■ Task details ■
Write out, word for word, only the lines from the one containing "Please indicate the leafless" through the final line of the data.

■ Excerpts from point annotation data ■
▼▼▼

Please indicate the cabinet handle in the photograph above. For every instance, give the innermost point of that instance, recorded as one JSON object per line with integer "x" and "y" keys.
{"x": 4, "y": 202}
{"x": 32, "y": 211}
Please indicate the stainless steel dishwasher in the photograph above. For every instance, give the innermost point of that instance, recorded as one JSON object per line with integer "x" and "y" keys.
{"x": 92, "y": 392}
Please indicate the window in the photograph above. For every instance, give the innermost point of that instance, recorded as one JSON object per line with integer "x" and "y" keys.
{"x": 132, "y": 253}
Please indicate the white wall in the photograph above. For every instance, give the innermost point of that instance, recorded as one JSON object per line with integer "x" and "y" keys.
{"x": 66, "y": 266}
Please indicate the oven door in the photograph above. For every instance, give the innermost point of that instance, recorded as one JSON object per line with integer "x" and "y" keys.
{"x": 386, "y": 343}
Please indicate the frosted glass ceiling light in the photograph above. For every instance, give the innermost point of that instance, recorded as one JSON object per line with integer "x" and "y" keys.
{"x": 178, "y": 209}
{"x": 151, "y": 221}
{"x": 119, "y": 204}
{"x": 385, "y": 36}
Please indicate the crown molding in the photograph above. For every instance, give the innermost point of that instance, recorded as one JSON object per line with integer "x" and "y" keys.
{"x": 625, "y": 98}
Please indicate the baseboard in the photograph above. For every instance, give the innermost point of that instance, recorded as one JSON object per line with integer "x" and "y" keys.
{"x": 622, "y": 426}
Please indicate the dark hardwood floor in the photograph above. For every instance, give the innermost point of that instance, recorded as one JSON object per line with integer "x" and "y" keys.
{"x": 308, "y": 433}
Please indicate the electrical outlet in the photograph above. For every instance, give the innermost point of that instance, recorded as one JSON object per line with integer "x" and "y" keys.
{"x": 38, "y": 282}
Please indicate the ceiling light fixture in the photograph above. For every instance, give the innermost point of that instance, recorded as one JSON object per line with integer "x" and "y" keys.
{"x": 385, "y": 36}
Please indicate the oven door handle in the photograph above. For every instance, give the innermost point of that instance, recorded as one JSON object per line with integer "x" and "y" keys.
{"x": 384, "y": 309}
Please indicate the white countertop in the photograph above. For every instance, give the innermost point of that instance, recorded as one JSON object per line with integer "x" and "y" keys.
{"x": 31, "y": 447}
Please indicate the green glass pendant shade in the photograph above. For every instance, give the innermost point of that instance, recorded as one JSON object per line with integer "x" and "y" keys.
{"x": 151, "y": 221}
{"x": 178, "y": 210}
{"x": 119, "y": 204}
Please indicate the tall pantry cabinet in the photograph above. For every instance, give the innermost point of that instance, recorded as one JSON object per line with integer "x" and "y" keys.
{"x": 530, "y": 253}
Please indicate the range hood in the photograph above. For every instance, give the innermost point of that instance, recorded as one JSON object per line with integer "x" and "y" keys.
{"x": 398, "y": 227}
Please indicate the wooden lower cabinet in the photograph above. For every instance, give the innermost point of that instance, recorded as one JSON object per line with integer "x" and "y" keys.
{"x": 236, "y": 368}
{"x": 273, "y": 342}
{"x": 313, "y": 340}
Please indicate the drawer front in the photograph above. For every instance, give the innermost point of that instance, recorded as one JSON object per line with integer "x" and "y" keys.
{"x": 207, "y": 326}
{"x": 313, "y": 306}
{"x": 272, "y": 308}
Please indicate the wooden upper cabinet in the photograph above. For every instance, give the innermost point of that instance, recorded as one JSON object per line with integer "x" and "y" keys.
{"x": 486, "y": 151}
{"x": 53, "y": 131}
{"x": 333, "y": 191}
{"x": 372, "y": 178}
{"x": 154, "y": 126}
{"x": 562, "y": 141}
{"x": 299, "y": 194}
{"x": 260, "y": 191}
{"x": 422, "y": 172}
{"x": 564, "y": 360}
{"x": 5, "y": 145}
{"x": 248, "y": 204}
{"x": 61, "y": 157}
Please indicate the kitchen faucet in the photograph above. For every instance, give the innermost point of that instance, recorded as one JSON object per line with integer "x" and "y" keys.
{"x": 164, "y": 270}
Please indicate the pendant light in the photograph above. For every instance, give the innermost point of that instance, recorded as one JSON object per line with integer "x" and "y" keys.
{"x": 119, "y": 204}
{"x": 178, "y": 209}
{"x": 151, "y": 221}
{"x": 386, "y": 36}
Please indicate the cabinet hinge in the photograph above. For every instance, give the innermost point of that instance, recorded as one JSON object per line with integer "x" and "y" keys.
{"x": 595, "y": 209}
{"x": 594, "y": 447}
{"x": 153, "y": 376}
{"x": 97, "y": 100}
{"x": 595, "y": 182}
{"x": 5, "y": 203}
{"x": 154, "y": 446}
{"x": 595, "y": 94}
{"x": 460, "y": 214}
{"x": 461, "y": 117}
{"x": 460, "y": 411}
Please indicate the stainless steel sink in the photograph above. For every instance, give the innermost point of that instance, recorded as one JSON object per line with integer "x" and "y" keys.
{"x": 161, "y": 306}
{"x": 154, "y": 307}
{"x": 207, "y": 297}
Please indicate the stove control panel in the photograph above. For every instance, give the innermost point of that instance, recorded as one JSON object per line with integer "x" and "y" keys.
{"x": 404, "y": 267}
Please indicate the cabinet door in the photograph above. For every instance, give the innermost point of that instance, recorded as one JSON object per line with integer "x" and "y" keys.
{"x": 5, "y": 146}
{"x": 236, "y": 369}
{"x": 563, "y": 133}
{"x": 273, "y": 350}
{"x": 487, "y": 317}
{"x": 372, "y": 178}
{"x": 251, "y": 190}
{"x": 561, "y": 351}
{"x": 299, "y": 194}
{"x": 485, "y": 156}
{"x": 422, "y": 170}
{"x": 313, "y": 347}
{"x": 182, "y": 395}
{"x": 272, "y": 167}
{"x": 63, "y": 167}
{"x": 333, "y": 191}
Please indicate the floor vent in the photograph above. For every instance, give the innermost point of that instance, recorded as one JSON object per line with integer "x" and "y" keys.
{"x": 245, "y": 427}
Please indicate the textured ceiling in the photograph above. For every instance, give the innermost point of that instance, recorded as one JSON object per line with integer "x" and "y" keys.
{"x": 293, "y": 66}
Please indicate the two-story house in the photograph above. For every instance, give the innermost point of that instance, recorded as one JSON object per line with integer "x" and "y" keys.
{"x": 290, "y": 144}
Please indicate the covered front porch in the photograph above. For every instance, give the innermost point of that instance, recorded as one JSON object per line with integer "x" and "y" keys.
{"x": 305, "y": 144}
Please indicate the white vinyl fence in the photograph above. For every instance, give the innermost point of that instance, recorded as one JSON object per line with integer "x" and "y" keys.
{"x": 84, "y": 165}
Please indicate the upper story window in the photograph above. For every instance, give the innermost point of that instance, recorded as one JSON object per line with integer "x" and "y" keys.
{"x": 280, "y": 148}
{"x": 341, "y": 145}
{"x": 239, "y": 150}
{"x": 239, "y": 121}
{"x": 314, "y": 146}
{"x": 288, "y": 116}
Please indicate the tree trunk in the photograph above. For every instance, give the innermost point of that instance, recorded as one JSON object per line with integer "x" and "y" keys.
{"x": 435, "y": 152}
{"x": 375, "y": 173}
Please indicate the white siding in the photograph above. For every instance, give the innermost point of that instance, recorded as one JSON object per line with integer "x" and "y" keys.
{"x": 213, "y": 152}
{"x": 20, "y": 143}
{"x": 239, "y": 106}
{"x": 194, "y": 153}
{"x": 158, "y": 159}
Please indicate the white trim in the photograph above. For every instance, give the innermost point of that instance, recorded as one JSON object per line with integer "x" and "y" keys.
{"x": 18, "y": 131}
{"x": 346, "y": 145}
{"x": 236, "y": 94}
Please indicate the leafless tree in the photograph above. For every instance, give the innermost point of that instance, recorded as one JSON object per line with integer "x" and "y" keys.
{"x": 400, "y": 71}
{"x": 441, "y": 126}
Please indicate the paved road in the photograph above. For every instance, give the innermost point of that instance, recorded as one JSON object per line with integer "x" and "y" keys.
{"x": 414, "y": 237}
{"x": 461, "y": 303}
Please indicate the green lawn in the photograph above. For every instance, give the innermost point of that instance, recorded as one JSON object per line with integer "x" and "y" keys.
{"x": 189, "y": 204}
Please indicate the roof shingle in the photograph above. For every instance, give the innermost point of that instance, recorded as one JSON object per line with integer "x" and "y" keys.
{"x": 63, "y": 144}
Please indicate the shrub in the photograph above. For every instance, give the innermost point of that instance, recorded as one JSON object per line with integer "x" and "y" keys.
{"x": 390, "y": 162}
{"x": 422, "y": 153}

▲▲▲

■ Exercise output ■
Please indicate the leafless tree in the photograph above. For every instance, give the innermost point of that instance, recorded as one JSON object per line with integer "x" and "y" keys.
{"x": 400, "y": 71}
{"x": 441, "y": 126}
Please indicate the paved road in the photograph above. For every instance, give the innermost point of that instance, recorded as one JSON object per line with integer "x" and "y" keys.
{"x": 414, "y": 237}
{"x": 461, "y": 303}
Please indicate the green lawn in the photograph above. For every instance, give the innermost point of that instance, recorded as one JSON object per line with integer "x" and "y" keys.
{"x": 189, "y": 204}
Please indicate the roof shingle in the photograph above. For every instance, give the innermost point of that instance, recorded as one JSON object per line with integer "x" and "y" keys.
{"x": 63, "y": 144}
Please indicate the shrub in the photograph above. For every instance, give the innermost point of that instance, recorded as one JSON object per line with integer "x" and "y" keys.
{"x": 390, "y": 162}
{"x": 422, "y": 153}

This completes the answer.